## [WHAT TO WORK ON]
Pick out every line below that contains the word "positive", and copy each one unchanged.

## [SUPPLIED MATERIAL]
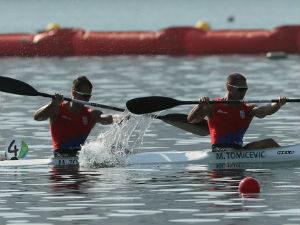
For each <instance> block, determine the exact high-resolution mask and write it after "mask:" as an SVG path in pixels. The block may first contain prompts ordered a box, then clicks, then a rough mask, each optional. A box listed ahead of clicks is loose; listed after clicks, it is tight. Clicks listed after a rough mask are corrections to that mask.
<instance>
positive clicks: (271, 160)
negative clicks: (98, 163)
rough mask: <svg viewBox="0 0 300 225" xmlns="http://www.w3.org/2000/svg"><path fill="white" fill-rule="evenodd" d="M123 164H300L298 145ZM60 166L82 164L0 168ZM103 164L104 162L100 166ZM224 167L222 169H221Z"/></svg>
mask: <svg viewBox="0 0 300 225" xmlns="http://www.w3.org/2000/svg"><path fill="white" fill-rule="evenodd" d="M118 161H119V164H120V165H125V166H127V165H142V164H152V165H155V164H172V163H173V164H176V163H177V164H179V163H181V164H219V165H222V164H223V165H224V164H227V165H231V166H232V165H236V163H246V164H259V163H296V164H297V163H299V162H300V147H299V144H296V145H290V146H283V147H278V148H268V149H260V150H242V151H240V150H239V151H238V150H236V151H224V152H211V150H203V151H180V152H179V151H170V152H145V153H137V154H130V155H126V156H123V157H120V158H119V159H118ZM37 165H57V166H69V165H73V166H74V165H80V162H79V159H78V158H77V157H57V158H48V159H20V160H5V161H0V167H8V166H37ZM99 165H103V164H101V162H100V163H99ZM220 167H222V166H220Z"/></svg>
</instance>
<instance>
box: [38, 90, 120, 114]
mask: <svg viewBox="0 0 300 225" xmlns="http://www.w3.org/2000/svg"><path fill="white" fill-rule="evenodd" d="M37 95H39V96H42V97H48V98H54V95H49V94H46V93H41V92H38V93H37ZM63 99H64V100H65V101H68V102H75V103H78V104H82V105H90V106H95V107H99V108H103V109H110V110H114V111H118V112H124V111H125V110H124V109H121V108H118V107H114V106H109V105H103V104H98V103H94V102H87V101H83V100H79V99H74V98H66V97H63Z"/></svg>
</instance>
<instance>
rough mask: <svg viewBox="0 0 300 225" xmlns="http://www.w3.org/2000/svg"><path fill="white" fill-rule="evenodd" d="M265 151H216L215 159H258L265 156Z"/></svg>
mask: <svg viewBox="0 0 300 225" xmlns="http://www.w3.org/2000/svg"><path fill="white" fill-rule="evenodd" d="M264 154H265V151H257V152H247V151H238V152H217V155H216V159H217V160H224V159H260V158H264V157H265V155H264Z"/></svg>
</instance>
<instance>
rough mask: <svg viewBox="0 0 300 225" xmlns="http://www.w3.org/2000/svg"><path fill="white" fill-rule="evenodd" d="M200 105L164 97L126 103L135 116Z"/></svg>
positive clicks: (255, 101) (261, 101) (277, 101)
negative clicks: (181, 106) (193, 104)
mask: <svg viewBox="0 0 300 225" xmlns="http://www.w3.org/2000/svg"><path fill="white" fill-rule="evenodd" d="M269 102H278V99H271V100H222V101H209V103H210V104H220V103H227V104H230V103H269ZM287 102H300V99H288V100H287ZM190 104H199V101H180V100H176V99H174V98H168V97H162V96H149V97H141V98H134V99H131V100H129V101H127V102H126V106H127V109H128V110H129V111H130V112H132V113H135V114H147V113H153V112H157V111H162V110H165V109H170V108H173V107H176V106H179V105H190Z"/></svg>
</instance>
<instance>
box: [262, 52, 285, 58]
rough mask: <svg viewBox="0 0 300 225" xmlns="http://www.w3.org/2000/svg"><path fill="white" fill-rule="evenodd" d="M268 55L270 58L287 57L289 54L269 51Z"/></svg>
mask: <svg viewBox="0 0 300 225" xmlns="http://www.w3.org/2000/svg"><path fill="white" fill-rule="evenodd" d="M266 57H267V58H268V59H285V58H287V54H286V53H285V52H268V53H267V54H266Z"/></svg>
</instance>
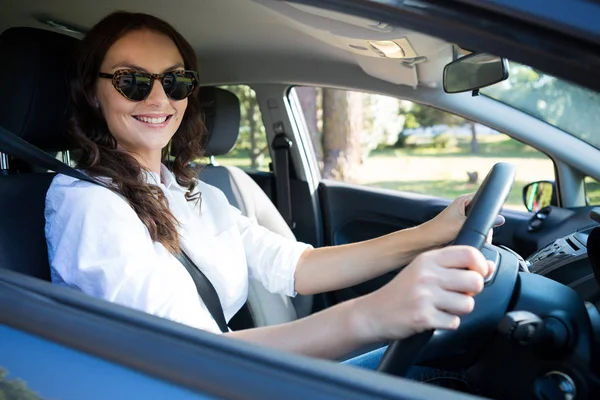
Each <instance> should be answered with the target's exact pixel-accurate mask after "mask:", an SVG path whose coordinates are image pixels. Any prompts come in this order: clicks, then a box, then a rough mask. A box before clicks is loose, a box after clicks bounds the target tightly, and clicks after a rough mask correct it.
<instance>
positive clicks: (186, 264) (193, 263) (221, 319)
mask: <svg viewBox="0 0 600 400" xmlns="http://www.w3.org/2000/svg"><path fill="white" fill-rule="evenodd" d="M176 257H177V259H178V260H179V262H180V263H181V264H183V266H184V267H185V269H187V270H188V272H189V273H190V275H191V276H192V279H193V280H194V283H195V284H196V290H198V294H199V295H200V298H201V299H202V301H203V302H204V305H205V306H206V308H207V309H208V311H209V312H210V315H212V317H213V318H214V320H215V321H216V322H217V325H219V329H221V332H223V333H225V332H228V331H229V329H228V328H227V321H226V320H225V313H223V307H222V306H221V301H220V300H219V295H218V294H217V291H216V289H215V287H214V286H213V285H212V283H210V279H208V278H207V277H206V275H204V273H203V272H202V271H200V269H198V267H196V264H194V262H193V261H192V260H191V259H190V257H189V256H188V255H187V254H186V253H185V252H184V251H183V250H181V253H179V254H177V255H176Z"/></svg>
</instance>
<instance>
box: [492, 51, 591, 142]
mask: <svg viewBox="0 0 600 400" xmlns="http://www.w3.org/2000/svg"><path fill="white" fill-rule="evenodd" d="M485 94H486V95H489V96H491V97H493V98H496V99H498V100H500V101H505V102H507V103H508V104H514V105H515V106H516V107H517V108H519V109H521V110H525V111H526V112H528V113H530V114H532V115H533V116H535V117H537V118H540V119H541V120H543V121H547V122H549V123H550V124H552V125H555V126H558V127H559V128H561V129H564V130H565V131H567V132H571V133H575V134H576V135H577V136H578V137H580V138H582V139H584V140H586V141H589V142H591V143H593V144H594V145H595V146H597V147H600V136H599V135H598V134H597V132H596V131H597V128H598V126H600V113H598V112H597V110H598V107H599V106H600V93H597V92H594V91H591V90H589V89H585V88H583V87H580V86H577V85H575V84H572V83H570V82H567V81H564V80H561V79H556V78H554V77H552V76H548V75H545V74H544V73H542V72H540V71H538V70H536V69H533V68H531V67H528V66H525V65H521V64H518V63H513V62H511V63H510V75H509V79H508V80H507V81H504V82H502V83H500V84H497V85H493V86H490V87H489V88H486V89H485Z"/></svg>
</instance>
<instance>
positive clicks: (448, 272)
mask: <svg viewBox="0 0 600 400" xmlns="http://www.w3.org/2000/svg"><path fill="white" fill-rule="evenodd" d="M463 268H467V269H468V270H464V269H463ZM491 268H493V266H491V265H490V264H489V263H487V262H486V260H485V259H484V257H483V255H482V254H481V253H480V252H478V251H477V250H475V249H473V248H471V247H464V246H455V247H448V248H445V249H440V250H434V251H430V252H427V253H425V254H422V255H420V256H419V257H417V258H416V259H415V260H414V261H413V262H412V263H411V264H410V265H409V266H407V267H406V268H405V269H404V270H403V271H402V272H401V273H400V274H398V276H397V277H396V278H394V279H393V280H392V281H391V282H390V283H389V284H387V285H386V286H384V287H383V288H381V289H379V290H377V291H375V292H373V293H371V294H369V295H366V296H363V297H360V298H357V299H353V300H349V301H347V302H344V303H341V304H338V305H336V306H334V307H331V308H328V309H326V310H324V311H321V312H319V313H316V314H313V315H311V316H309V317H306V318H303V319H299V320H297V321H294V322H291V323H287V324H283V325H275V326H269V327H262V328H255V329H249V330H243V331H237V332H231V333H227V334H226V335H227V336H231V337H234V338H237V339H242V340H246V341H249V342H254V343H259V344H262V345H265V346H270V347H274V348H278V349H280V350H287V351H292V352H296V353H300V354H304V355H308V356H314V357H321V358H330V359H335V358H338V357H340V356H342V355H344V354H347V353H349V352H350V351H353V350H355V349H357V348H359V347H361V346H363V345H366V344H369V343H376V342H379V341H383V340H391V339H401V338H405V337H408V336H410V335H412V334H415V333H418V332H421V331H423V330H426V329H456V328H457V327H458V325H459V323H460V320H459V318H458V315H464V314H467V313H469V312H471V311H472V310H473V307H474V301H473V298H472V297H471V295H473V294H476V293H479V292H480V291H481V290H482V288H483V277H484V276H486V275H487V274H488V273H489V272H490V271H491ZM466 293H468V294H466Z"/></svg>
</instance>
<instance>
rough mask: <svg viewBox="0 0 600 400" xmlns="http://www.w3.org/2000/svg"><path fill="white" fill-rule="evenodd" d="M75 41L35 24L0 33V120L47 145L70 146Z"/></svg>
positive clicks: (27, 136) (41, 144) (11, 130)
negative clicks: (0, 60) (70, 112)
mask: <svg viewBox="0 0 600 400" xmlns="http://www.w3.org/2000/svg"><path fill="white" fill-rule="evenodd" d="M77 43H78V40H77V39H74V38H72V37H70V36H66V35H62V34H59V33H55V32H50V31H46V30H42V29H35V28H11V29H8V30H6V31H4V32H3V33H2V34H0V54H2V62H0V104H1V105H2V107H0V126H3V127H4V128H6V129H8V130H9V131H11V132H13V133H15V134H16V135H18V136H20V137H22V138H23V139H25V140H27V141H28V142H30V143H31V144H33V145H35V146H38V147H40V148H42V149H44V150H46V151H59V150H64V149H68V148H69V147H70V146H69V142H70V138H69V135H68V134H67V122H68V113H67V110H68V102H69V92H68V81H67V71H68V68H69V63H70V62H71V61H72V59H73V54H74V51H75V47H76V46H77Z"/></svg>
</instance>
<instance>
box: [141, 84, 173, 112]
mask: <svg viewBox="0 0 600 400" xmlns="http://www.w3.org/2000/svg"><path fill="white" fill-rule="evenodd" d="M144 102H145V103H146V105H148V106H162V105H164V104H167V103H169V98H168V97H167V94H166V93H165V90H164V89H163V87H162V83H161V81H160V80H159V79H156V80H155V81H154V84H153V85H152V90H151V91H150V94H148V97H146V100H144Z"/></svg>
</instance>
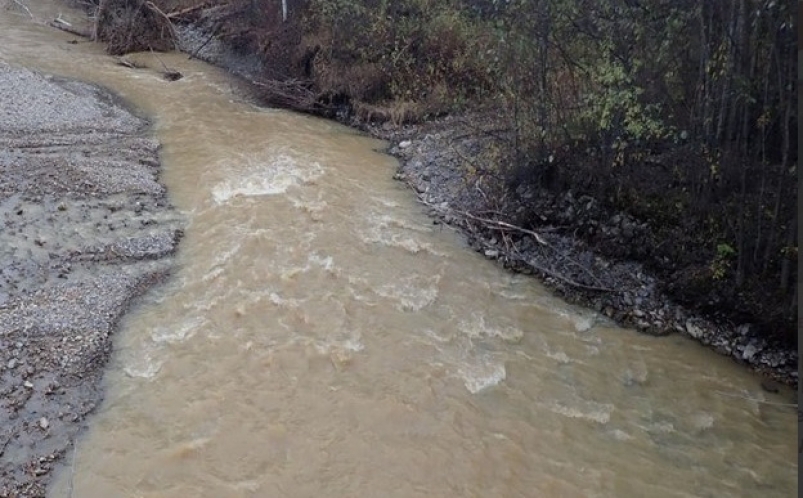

## [REPLY TO THE TASK]
positive clicks: (271, 160)
positive clicks: (255, 101) (261, 101) (277, 101)
positive clicks: (186, 264) (193, 263) (221, 319)
positive clicks: (448, 272)
positive clicks: (27, 136) (41, 144) (11, 130)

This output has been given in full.